[Task]
Filter the records below and copy every line containing the word "item".

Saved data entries
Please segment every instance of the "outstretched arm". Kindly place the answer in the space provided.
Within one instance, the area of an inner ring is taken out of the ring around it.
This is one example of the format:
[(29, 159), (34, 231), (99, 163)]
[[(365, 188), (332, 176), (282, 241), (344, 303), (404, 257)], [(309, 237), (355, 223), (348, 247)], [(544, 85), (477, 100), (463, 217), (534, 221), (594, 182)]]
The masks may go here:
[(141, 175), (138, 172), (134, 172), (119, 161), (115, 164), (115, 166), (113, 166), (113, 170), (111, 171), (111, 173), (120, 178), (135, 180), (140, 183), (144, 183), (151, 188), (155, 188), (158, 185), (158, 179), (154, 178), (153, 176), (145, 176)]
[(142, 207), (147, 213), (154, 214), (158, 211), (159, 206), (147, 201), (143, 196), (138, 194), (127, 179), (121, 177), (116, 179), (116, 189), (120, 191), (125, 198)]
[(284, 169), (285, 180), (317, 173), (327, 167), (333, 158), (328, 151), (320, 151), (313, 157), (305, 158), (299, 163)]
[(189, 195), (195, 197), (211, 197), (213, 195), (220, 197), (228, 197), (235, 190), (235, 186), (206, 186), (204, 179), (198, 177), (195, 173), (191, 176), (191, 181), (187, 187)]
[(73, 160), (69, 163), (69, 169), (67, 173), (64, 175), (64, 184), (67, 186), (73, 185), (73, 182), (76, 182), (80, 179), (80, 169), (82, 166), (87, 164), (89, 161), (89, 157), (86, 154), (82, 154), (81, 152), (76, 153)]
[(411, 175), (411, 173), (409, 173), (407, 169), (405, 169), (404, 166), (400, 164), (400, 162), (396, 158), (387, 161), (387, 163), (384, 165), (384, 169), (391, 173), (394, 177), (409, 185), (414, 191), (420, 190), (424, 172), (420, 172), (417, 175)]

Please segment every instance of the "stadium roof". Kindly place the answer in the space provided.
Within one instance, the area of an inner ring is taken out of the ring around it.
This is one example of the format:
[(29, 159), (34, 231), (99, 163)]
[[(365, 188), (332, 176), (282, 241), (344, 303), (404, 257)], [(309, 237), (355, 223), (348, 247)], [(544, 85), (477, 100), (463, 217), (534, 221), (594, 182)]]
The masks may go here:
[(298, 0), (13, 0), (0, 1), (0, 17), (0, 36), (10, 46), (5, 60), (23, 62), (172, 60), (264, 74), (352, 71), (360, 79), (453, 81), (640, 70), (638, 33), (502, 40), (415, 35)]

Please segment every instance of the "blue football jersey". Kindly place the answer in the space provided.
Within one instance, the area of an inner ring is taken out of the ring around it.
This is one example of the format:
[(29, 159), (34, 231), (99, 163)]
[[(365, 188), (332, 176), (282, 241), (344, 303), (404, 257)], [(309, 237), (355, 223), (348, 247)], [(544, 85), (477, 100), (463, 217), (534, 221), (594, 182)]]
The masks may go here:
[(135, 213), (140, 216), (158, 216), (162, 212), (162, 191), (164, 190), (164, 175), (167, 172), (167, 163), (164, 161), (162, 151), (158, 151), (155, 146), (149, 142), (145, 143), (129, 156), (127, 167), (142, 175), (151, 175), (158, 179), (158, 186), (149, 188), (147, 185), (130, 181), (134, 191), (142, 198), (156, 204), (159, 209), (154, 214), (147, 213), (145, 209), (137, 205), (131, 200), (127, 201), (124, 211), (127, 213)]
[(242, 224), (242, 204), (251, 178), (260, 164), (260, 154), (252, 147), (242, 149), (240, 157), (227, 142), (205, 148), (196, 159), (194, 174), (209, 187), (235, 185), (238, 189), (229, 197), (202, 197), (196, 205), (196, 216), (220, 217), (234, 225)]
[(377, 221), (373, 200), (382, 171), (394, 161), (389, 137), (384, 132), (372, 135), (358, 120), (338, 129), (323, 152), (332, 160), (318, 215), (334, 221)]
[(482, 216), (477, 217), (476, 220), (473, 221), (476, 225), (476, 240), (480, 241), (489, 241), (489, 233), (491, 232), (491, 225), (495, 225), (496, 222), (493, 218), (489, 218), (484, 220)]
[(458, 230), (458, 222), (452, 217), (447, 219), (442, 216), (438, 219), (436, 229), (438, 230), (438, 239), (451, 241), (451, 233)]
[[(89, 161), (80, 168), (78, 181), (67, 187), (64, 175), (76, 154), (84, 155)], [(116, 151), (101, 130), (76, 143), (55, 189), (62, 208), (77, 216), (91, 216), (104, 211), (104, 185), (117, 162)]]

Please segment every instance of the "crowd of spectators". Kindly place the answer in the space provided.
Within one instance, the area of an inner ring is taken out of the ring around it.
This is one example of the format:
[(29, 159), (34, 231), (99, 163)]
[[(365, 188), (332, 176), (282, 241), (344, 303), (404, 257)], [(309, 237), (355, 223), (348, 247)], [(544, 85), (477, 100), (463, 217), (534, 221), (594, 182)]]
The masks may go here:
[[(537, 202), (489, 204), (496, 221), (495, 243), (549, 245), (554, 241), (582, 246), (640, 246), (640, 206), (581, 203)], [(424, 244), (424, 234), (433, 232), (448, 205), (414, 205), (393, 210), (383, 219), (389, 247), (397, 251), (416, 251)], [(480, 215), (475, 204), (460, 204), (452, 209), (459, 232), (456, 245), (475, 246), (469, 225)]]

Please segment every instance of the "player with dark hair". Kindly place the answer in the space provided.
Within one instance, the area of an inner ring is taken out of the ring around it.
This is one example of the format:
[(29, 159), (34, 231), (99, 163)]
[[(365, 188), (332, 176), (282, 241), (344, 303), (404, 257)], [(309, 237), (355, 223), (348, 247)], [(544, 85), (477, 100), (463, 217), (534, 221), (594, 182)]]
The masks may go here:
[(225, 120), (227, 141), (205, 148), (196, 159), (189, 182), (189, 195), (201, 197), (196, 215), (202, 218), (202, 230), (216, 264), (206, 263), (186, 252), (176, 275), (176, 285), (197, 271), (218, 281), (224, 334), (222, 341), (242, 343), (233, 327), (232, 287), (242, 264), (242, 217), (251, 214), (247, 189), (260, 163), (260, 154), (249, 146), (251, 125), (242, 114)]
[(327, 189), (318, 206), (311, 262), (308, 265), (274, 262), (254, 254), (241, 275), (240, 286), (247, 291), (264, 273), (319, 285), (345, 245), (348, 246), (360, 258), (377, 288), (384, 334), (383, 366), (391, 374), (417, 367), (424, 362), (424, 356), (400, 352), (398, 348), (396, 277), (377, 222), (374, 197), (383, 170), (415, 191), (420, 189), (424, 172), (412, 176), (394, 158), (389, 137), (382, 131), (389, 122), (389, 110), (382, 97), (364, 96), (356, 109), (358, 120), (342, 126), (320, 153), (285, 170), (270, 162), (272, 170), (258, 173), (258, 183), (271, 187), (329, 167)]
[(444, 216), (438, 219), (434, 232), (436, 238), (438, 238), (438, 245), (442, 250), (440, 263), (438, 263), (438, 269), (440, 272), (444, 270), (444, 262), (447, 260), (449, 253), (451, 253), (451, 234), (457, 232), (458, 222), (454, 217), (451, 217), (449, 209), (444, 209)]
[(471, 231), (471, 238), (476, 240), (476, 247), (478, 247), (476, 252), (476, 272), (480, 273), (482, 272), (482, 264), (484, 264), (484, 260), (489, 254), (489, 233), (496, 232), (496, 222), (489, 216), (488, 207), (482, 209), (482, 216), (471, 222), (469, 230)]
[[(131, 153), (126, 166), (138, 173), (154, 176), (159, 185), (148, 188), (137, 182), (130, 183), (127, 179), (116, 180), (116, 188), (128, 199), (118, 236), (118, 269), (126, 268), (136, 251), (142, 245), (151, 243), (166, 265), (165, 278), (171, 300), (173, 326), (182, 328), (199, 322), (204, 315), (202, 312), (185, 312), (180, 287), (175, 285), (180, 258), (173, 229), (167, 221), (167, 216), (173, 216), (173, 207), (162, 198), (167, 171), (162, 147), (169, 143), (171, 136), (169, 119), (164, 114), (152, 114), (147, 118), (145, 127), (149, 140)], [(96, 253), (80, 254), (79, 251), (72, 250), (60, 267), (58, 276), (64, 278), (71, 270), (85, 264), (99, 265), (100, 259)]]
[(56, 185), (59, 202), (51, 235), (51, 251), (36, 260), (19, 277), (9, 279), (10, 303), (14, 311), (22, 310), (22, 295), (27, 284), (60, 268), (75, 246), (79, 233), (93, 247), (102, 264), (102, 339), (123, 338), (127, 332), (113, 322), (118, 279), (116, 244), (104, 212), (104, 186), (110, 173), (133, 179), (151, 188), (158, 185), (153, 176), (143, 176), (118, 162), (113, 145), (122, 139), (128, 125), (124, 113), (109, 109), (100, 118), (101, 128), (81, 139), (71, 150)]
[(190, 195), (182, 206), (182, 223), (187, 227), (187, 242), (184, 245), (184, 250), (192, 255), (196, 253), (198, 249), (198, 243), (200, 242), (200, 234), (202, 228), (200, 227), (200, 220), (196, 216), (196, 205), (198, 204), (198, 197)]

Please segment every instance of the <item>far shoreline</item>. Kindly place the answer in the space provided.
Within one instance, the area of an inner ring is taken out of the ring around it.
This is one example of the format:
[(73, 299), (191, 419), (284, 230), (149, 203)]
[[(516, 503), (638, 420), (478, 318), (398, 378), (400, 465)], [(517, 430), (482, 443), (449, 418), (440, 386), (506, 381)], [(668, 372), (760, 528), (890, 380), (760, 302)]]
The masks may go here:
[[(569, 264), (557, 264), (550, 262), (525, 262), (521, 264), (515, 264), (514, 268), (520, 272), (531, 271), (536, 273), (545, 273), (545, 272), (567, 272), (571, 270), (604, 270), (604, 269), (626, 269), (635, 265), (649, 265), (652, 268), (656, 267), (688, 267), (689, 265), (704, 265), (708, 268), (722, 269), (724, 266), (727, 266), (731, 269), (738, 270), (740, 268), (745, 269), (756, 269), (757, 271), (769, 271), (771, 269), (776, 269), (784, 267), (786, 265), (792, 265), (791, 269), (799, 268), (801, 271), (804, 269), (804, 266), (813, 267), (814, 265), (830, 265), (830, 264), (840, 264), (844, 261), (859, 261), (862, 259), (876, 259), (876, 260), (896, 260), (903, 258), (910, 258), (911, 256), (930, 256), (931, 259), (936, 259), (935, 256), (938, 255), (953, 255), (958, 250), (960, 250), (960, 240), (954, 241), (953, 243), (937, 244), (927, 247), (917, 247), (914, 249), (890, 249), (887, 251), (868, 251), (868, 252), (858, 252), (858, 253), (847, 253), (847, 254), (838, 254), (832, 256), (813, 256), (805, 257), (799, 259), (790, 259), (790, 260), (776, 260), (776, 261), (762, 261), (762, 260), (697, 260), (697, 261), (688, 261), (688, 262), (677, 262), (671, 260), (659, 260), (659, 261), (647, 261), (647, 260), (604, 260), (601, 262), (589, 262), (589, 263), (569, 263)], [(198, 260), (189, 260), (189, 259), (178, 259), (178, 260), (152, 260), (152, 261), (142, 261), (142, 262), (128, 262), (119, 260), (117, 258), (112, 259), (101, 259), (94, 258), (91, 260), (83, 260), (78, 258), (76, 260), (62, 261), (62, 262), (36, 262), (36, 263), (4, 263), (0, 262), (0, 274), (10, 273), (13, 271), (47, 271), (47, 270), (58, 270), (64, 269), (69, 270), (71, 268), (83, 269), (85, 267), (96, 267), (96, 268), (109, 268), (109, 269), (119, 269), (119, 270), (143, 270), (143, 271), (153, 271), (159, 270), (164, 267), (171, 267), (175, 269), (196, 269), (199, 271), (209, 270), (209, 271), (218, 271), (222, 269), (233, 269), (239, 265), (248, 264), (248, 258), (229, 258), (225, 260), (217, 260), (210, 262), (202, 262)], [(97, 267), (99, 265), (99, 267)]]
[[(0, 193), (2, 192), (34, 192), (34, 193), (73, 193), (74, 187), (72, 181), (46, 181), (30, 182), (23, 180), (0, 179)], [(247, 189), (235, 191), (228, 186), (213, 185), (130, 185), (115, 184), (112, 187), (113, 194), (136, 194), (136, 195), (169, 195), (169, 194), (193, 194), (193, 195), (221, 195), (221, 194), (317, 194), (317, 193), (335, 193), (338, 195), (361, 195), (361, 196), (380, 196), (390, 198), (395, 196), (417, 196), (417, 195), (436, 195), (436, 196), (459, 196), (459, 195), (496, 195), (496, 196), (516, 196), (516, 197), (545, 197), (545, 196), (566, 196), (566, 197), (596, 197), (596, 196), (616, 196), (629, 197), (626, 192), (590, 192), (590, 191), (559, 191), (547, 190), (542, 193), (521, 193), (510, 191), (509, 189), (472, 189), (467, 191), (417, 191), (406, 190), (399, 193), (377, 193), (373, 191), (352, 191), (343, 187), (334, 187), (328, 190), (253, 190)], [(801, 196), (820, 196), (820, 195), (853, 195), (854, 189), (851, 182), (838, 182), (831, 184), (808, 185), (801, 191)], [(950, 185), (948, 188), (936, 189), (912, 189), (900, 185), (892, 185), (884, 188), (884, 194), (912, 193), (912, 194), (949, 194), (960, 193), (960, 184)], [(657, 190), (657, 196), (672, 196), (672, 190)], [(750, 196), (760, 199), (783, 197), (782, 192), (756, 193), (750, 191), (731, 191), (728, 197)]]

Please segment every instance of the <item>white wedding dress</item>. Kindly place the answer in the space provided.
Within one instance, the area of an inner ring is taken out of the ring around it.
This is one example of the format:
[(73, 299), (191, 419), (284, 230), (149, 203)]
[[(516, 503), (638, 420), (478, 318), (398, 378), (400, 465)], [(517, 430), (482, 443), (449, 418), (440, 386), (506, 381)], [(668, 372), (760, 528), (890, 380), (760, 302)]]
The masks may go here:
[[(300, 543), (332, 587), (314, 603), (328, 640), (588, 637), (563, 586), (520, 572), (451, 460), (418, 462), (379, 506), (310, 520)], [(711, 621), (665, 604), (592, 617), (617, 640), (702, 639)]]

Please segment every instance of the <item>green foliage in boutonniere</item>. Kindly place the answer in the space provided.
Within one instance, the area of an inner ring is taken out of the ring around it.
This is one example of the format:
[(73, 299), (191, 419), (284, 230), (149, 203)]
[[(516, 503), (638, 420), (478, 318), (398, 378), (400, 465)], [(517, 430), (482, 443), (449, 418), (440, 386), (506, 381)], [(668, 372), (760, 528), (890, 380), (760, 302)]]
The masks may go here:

[Answer for this exercise]
Please segment every instance of the <item>far shoreline</item>. Kindly place the answer in the space provided.
Please segment every instance of the <item>white wedding dress</item>. Kindly place the answer in the space provided.
Please segment every instance of the <item>green foliage in boutonniere</item>. Kindly place the answer in the space provided.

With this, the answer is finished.